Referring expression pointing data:
====================

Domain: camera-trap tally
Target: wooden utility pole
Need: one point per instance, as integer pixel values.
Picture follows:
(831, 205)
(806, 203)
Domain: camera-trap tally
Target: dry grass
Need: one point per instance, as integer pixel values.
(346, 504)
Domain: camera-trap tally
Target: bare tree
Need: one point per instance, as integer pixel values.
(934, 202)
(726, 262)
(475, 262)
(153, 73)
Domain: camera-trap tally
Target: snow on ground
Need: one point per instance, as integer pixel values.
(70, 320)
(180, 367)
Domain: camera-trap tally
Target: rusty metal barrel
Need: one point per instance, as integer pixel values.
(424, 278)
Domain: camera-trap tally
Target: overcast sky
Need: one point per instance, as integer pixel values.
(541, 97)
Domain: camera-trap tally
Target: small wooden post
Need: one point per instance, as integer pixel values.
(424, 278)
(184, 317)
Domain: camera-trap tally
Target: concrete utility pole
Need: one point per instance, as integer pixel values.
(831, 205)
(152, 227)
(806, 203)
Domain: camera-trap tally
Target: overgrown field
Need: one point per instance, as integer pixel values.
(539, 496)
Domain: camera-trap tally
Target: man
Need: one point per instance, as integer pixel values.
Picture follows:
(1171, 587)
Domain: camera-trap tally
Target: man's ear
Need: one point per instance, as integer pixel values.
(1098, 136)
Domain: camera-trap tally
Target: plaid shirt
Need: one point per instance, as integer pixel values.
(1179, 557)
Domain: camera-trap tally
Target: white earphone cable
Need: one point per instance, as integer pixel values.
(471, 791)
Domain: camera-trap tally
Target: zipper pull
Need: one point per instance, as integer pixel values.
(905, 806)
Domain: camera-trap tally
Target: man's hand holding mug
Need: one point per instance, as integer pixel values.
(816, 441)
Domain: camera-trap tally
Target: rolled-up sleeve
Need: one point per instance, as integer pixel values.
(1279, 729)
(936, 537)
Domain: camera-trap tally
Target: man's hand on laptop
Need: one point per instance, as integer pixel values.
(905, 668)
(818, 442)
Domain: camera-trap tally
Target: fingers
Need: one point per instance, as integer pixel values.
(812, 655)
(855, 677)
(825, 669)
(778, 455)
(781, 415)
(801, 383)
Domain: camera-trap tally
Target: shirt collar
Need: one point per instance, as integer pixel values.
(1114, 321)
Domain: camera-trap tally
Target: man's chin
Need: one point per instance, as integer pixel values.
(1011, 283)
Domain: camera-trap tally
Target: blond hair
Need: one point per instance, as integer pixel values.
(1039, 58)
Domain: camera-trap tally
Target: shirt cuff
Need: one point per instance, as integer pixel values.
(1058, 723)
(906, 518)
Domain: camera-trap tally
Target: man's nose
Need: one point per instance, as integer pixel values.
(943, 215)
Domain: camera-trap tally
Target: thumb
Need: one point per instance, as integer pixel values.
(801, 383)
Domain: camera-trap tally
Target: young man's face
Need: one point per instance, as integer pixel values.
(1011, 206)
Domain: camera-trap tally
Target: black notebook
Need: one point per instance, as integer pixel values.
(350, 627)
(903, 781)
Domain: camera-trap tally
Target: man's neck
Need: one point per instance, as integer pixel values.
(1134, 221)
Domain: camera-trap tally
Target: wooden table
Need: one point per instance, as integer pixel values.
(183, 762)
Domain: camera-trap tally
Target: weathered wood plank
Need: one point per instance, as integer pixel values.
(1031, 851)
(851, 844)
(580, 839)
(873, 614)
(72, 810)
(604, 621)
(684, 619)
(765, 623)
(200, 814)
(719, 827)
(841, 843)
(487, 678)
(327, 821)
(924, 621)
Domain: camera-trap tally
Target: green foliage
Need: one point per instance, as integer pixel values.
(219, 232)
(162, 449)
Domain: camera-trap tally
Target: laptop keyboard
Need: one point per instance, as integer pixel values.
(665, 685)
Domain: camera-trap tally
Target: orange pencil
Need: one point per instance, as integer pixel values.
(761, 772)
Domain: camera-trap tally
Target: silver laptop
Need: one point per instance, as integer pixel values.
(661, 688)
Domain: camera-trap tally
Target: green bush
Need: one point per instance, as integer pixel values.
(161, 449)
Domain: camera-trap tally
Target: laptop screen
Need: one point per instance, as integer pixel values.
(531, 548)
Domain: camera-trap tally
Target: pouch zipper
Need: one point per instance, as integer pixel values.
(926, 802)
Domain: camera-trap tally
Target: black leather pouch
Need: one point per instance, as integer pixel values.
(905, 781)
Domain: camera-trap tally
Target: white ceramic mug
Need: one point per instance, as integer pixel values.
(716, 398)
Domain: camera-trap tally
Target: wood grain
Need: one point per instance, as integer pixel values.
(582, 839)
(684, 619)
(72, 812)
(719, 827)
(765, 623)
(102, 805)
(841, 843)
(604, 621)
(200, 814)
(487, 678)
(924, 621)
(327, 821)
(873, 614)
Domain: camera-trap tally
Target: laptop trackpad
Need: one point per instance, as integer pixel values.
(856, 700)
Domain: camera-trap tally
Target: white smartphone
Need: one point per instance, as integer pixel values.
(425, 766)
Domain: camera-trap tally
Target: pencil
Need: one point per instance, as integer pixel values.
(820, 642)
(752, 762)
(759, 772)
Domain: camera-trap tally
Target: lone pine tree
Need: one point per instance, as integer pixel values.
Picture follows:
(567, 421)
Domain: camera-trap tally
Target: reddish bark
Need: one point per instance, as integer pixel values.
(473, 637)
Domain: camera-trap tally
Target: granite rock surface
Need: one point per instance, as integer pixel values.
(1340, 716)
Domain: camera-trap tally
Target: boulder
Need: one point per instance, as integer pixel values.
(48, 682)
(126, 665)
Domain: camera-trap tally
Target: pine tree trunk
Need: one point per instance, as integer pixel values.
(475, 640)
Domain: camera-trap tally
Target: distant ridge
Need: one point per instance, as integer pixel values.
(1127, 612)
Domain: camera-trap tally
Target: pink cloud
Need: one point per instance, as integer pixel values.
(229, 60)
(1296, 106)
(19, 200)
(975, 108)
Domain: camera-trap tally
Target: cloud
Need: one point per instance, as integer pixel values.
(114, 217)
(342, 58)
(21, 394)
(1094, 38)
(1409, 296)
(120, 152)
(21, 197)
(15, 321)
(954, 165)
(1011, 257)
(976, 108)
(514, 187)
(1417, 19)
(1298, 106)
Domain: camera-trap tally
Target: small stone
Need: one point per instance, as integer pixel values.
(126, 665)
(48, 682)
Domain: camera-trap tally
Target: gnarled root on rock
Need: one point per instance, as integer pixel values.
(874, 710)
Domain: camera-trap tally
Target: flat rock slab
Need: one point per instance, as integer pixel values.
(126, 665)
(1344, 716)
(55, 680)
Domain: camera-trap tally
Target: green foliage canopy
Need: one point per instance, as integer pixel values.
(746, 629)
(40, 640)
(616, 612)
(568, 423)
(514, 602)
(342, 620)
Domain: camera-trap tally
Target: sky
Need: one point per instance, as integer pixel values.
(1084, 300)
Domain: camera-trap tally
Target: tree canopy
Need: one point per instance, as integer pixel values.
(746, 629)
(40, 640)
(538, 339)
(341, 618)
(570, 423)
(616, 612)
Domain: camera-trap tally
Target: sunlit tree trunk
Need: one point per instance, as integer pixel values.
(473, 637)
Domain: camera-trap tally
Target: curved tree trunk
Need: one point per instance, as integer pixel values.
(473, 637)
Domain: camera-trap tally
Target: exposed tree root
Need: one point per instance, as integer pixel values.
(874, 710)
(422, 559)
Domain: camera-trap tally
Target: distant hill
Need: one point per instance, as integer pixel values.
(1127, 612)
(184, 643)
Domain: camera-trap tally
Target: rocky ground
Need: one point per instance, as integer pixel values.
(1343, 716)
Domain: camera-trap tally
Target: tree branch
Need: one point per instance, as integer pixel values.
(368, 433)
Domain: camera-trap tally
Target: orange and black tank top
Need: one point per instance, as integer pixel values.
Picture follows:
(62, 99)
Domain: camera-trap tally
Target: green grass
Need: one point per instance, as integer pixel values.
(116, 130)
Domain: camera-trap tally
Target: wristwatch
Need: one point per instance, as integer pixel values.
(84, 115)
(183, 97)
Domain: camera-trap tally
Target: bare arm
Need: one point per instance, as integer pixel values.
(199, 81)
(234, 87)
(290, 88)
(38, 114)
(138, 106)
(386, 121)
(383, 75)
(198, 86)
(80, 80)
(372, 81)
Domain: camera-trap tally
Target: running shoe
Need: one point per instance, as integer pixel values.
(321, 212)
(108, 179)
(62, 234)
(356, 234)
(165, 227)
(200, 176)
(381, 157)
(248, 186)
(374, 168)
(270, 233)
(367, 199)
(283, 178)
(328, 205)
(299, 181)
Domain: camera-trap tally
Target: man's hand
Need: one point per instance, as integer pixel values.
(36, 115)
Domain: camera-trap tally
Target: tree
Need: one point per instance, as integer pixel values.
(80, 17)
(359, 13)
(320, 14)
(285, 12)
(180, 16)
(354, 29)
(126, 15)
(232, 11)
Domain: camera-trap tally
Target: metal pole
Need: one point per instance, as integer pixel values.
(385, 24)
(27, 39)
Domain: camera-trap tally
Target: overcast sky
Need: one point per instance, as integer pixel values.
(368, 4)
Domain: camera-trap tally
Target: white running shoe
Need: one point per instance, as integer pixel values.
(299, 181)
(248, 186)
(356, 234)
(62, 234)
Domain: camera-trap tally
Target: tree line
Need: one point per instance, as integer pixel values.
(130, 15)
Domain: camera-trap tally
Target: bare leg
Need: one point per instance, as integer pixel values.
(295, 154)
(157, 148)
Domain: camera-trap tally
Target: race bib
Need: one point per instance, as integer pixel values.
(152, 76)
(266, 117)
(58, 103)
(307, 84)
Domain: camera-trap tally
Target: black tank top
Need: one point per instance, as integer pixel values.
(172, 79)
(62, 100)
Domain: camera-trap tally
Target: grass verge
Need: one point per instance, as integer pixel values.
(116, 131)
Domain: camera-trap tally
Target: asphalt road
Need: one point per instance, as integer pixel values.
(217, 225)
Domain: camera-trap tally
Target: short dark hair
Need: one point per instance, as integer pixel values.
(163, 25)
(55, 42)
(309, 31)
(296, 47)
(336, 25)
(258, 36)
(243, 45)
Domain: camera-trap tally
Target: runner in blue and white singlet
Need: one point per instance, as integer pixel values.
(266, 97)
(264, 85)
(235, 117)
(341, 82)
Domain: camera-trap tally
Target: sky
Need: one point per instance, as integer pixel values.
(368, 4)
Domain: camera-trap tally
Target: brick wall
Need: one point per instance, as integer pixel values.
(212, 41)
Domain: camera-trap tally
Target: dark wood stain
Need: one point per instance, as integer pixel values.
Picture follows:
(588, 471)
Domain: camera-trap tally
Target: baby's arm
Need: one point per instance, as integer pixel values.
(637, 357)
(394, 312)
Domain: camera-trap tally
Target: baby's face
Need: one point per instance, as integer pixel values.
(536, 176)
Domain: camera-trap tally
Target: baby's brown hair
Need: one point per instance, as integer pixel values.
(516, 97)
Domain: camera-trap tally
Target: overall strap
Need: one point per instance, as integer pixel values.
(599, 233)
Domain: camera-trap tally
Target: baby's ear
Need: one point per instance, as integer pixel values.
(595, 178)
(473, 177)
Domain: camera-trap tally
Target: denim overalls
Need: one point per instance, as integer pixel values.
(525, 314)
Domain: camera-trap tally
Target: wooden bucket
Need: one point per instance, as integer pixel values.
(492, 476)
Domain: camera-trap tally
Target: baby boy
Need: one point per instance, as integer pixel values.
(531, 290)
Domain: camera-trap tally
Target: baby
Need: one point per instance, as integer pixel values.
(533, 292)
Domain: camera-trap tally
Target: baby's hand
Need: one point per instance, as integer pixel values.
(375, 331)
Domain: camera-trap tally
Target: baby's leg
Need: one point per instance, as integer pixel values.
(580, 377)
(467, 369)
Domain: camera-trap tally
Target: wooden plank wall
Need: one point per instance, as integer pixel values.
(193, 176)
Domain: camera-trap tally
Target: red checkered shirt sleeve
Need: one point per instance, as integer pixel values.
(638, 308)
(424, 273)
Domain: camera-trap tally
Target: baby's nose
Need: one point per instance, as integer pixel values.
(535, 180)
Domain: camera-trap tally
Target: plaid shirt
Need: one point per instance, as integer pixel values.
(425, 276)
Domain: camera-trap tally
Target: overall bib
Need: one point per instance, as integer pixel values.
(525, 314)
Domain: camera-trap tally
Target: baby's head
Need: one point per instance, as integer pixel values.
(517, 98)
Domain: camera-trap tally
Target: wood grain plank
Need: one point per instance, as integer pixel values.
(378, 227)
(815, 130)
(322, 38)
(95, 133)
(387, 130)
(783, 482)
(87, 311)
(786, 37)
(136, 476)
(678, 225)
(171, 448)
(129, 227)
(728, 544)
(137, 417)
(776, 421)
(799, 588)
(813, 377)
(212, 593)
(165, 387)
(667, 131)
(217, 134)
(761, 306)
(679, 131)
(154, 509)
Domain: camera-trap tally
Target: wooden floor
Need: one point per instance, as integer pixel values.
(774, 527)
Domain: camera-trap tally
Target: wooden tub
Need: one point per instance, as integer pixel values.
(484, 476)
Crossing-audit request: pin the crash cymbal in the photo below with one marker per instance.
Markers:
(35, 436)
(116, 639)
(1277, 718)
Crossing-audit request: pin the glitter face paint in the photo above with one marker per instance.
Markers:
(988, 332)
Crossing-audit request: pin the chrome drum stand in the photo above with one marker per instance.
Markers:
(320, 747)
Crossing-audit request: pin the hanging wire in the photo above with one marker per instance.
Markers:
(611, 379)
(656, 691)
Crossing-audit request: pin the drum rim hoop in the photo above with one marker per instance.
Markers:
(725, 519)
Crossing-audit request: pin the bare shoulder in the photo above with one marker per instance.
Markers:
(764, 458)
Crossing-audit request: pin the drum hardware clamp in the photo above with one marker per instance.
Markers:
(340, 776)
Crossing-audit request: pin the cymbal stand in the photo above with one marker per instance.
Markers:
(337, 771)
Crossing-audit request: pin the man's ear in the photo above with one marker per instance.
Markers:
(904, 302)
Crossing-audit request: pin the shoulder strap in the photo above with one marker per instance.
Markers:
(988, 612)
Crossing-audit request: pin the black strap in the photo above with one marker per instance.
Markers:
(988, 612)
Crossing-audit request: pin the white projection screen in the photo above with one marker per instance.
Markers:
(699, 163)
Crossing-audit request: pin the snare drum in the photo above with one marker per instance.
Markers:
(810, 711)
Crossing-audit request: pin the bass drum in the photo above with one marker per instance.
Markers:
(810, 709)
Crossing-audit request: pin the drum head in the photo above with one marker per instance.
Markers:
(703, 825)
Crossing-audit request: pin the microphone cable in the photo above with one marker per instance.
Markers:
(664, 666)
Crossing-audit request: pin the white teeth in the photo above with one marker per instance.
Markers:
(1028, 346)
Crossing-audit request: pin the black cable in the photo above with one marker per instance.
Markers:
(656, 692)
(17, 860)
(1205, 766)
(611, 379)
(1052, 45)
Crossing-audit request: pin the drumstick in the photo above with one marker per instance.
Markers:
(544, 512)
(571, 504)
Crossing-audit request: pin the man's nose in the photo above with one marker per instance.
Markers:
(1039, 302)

====================

Lines that hold "laptop" are the ones to copy, so pick each out from the data.

Target: man's hand on laptop
Target: laptop keyboard
Target: silver laptop
Target: laptop screen
Target: laptop trackpad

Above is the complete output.